### TEXT FOR ANALYSIS

Natural Health News — Most of us know that oranges and other citrus fruits are good for us because they contain plenty of vitamins and other substances, such as antioxidants, that can support health.
Now a group of researchers reports that citrus fruits could have some very specific effects, such as helping to prevent harmful effects of obesity.
Being obese increases the risk of developing heart disease, liver disease and diabetes, most likely because of oxidative stress and inflammation.
When humans have an unhealthy lifestyle which includes consuming a very high-fat Western-style diet, they accumulate fat in their bodies. Fat cells produce excessive reactive oxygen species (free radicals), which can damage cells in a process called oxidative stress. The body can usually fight off the molecules with antioxidants. But obese patients have very enlarged fat cells, which can lead to even higher levels of reactive oxygen species that overwhelm the body’s ability to counteract them.
» Citrus fruits are knwon to be high in vitamins and other nutrients such as antioxidants which can help fight cellular damage.
» Researchers in Brazil used an animal model to test a theory that the antioxidant flavanones in citrus fruit, such as herperidan, eriocitrin and eriodictyol, could reduce the high level of cellular damage due to free radicals that is common in obese individuals.

######

WHAT YOU NEED TO DO:
1. According to the citrus article, why can obese patients end up with reactive oxygen species the body can't counteract? Answer in one to three sentences.
2. Answer these from the citrus article:
(a) Which three diseases does being obese raise the risk of developing?
(b) What is the process called in which free radicals damage cells?
(c) In which country were the researchers who used an animal model based?
3. Retype the portion of the citrus article starting with "Being obese increases" and going on through "to counteract them.".
Answer from the citrus article alone.

### DATA

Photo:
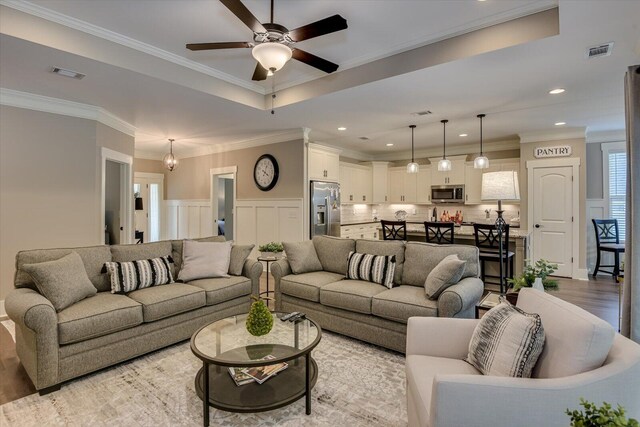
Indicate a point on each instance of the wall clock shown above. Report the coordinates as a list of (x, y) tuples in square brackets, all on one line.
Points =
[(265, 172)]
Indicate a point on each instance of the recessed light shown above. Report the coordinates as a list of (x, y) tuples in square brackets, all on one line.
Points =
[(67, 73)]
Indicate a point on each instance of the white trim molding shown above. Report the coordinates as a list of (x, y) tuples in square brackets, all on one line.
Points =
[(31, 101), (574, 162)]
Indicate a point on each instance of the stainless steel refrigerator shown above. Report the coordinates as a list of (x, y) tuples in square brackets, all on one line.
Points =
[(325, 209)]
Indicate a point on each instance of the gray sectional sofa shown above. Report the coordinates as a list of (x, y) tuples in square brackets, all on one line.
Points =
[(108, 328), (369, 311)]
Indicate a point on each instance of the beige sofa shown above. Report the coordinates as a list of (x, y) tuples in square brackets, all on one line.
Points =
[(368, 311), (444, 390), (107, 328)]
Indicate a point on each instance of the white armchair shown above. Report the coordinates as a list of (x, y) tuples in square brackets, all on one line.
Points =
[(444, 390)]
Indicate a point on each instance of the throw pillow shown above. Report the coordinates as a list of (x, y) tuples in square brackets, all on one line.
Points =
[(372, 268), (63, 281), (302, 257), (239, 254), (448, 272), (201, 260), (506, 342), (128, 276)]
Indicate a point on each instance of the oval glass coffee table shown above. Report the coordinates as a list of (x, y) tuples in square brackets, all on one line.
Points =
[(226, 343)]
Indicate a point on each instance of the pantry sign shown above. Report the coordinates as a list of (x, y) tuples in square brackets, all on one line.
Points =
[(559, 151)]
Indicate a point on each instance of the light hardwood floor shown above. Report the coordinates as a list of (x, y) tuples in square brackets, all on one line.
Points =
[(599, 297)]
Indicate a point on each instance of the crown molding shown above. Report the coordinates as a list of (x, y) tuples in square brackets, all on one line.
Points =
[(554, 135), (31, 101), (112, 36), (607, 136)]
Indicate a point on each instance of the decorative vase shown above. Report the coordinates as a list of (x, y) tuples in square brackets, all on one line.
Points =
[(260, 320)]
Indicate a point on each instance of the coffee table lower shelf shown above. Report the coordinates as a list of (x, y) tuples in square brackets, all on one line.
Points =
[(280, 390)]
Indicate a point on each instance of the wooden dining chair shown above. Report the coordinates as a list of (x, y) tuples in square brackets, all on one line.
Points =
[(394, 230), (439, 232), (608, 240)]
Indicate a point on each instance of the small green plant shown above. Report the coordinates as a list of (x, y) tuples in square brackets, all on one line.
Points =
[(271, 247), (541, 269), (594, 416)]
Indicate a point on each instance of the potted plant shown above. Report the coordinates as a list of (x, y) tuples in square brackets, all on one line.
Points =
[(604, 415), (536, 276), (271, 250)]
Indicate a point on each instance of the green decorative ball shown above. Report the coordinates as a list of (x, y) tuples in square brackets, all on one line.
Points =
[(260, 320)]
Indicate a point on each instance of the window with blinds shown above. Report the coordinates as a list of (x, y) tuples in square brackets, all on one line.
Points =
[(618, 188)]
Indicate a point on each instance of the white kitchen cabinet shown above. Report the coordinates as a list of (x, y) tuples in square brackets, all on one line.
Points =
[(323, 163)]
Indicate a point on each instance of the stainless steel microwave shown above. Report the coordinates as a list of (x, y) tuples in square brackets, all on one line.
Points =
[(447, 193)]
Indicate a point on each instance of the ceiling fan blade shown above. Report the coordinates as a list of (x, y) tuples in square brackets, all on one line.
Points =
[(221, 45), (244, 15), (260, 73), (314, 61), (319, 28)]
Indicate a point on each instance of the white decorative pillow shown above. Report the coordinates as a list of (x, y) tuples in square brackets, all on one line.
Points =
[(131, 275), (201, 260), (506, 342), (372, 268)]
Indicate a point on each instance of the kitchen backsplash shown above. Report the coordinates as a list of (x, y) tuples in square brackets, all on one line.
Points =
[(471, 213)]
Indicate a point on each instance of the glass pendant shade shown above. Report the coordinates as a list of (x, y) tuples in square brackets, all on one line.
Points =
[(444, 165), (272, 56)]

######

RESPONSE LIST:
1. Obese patients have very enlarged fat cells. These can produce even higher levels of reactive oxygen species, which overwhelm the antioxidants the body usually uses to fight them off.

2.
(a) Heart disease, liver disease and diabetes.
(b) Oxidative stress.
(c) Brazil.

3.
Being obese increases the risk of developing heart disease, liver disease and diabetes, most likely because of oxidative stress and inflammation.
When humans have an unhealthy lifestyle which includes consuming a very high-fat Western-style diet, they accumulate fat in their bodies. Fat cells produce excessive reactive oxygen species (free radicals), which can damage cells in a process called oxidative stress. The body can usually fight off the molecules with antioxidants. But obese patients have very enlarged fat cells, which can lead to even higher levels of reactive oxygen species that overwhelm the body’s ability to counteract them.